Directions for this task
Produce a faithful copy of every record below, without the pictures.

········

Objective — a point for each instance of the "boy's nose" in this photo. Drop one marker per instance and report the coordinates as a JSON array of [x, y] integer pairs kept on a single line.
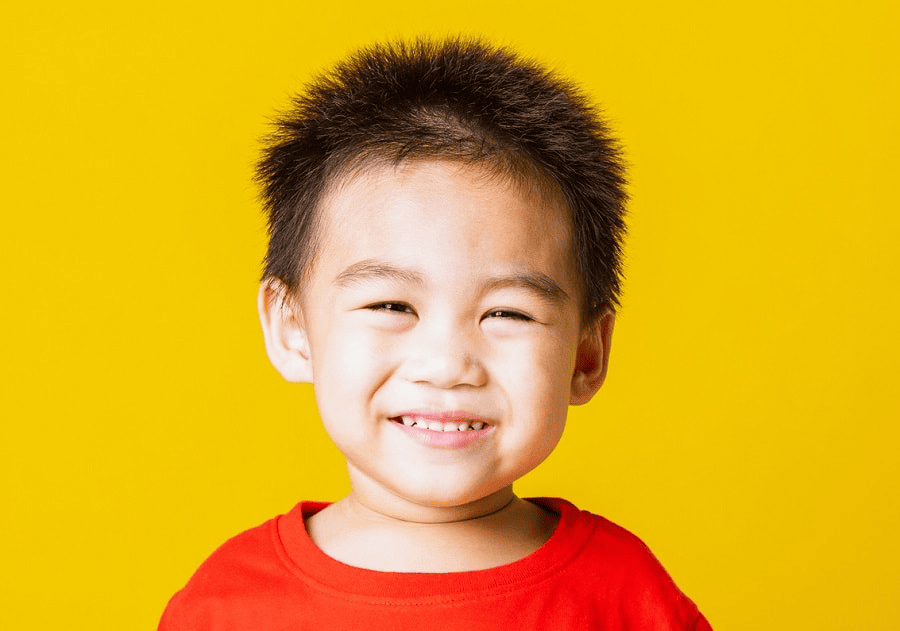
[[445, 361]]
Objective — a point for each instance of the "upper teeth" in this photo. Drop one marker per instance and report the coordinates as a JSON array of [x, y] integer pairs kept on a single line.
[[438, 426]]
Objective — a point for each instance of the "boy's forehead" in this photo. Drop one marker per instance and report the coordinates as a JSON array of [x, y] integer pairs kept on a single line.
[[384, 181], [397, 216]]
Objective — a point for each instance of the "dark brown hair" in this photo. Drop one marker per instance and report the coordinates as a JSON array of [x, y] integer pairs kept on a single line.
[[460, 100]]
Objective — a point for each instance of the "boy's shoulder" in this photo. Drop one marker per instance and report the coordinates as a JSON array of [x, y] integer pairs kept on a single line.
[[590, 569]]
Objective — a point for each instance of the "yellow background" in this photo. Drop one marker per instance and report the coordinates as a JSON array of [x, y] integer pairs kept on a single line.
[[748, 430]]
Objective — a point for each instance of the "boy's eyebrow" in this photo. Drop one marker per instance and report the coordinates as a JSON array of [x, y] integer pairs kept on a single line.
[[377, 270], [540, 284]]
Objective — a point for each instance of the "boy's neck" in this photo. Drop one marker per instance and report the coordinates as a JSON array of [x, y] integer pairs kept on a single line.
[[464, 540]]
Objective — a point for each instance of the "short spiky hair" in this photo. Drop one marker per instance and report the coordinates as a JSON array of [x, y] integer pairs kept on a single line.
[[456, 100]]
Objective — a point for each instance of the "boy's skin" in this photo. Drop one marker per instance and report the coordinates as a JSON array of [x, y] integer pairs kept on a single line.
[[439, 292]]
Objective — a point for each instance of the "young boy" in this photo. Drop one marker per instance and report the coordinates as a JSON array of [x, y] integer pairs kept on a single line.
[[444, 261]]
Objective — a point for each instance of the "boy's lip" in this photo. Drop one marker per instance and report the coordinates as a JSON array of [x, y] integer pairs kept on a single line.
[[445, 429]]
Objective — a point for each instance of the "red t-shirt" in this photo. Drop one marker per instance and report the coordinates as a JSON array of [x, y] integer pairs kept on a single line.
[[590, 574]]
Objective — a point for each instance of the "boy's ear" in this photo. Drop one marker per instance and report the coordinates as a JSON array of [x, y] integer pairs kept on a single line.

········

Reply to the task
Objective — a point for each instance of the "boy's nose" in this photo. Drop one marker per instance and report the coordinates as a JSON array of [x, y] integer pairs kept on a single line.
[[445, 361]]
Objective — a point for each instance of the "upper teeth" in this photo. Drop one marker per instance and report the coordinates as a JSON array of [x, y] integer pairs kept on a single line.
[[438, 426]]
Objective — a point for each instance of the "boy's forehead" in this photo. Drop one marker per instance and report the coordinates as a JSON array of [x, y] integer pairs kept on a single line.
[[384, 181], [397, 216]]
Objective — a point for each instance of the "dark brown hair" in this photo. Drop one marker per instance and report the coordinates as a JSON array of [x, y] integer pairs kept on a single line.
[[460, 100]]
Objective — a point for each instance of the "boy's shoulder" in this photo. Drop one marker per instance and report the coordinates as a JSON array of [x, y] integer pairs kept on a single line.
[[590, 569]]
Objective — a point for each instance of the "yellow background" in this photo. Drop one marker per instance and report the coordinates as a JSON array of [x, y] integer pairs kept on a single line.
[[748, 430]]
Objective — a point for each instance of the "boy's eyebrow" in this photo. Drop one marker per instance and report the coordinates as a JSON array of [x, y] integer pairs kept on a single line.
[[377, 270], [540, 284]]
Objective — a point for each instance of the "boy's neck" in this photo. Drop one marker per instance and report the coordinates as a JSON array of [x, y] integer pairs kept on a single line.
[[464, 540]]
Objective — a point for each instance of the "short spiky hair" in this photo. Drop one marker per instance and report the coordinates as a JSON array of [x, y] integer pairs kept on a single line.
[[456, 100]]
Objective — a point for each instance of the "boy's skin" in this photo. Drop one marker per instance and report the coordinates as a JSON array of [x, y] integer pairs kept on a single line.
[[439, 292]]
Objective — a point for each instance of the "young boy" in this photo. Drop one marker per instance and report the coordinates as a JSON array of [x, y] integer pairs kept on a single line.
[[444, 261]]
Objective — a point for each instance of the "boy's lip" in this photo. Drop one marker per instance and report the coordinates as a JSON array of [x, y] integer pairs kept on a single line.
[[445, 429]]
Objective — a point for each instance of the "red t-shirt" in this photo. Drop one marker per instance and report the coordinates as a JSON array of [x, y] integer pairs kept on a single line.
[[590, 574]]
Objective — a point for each instance of the "boy's ear" in this photo. Drop one marker per instance and report the coordinates as a JSON array of [x, y] integer pairs kept on a single line.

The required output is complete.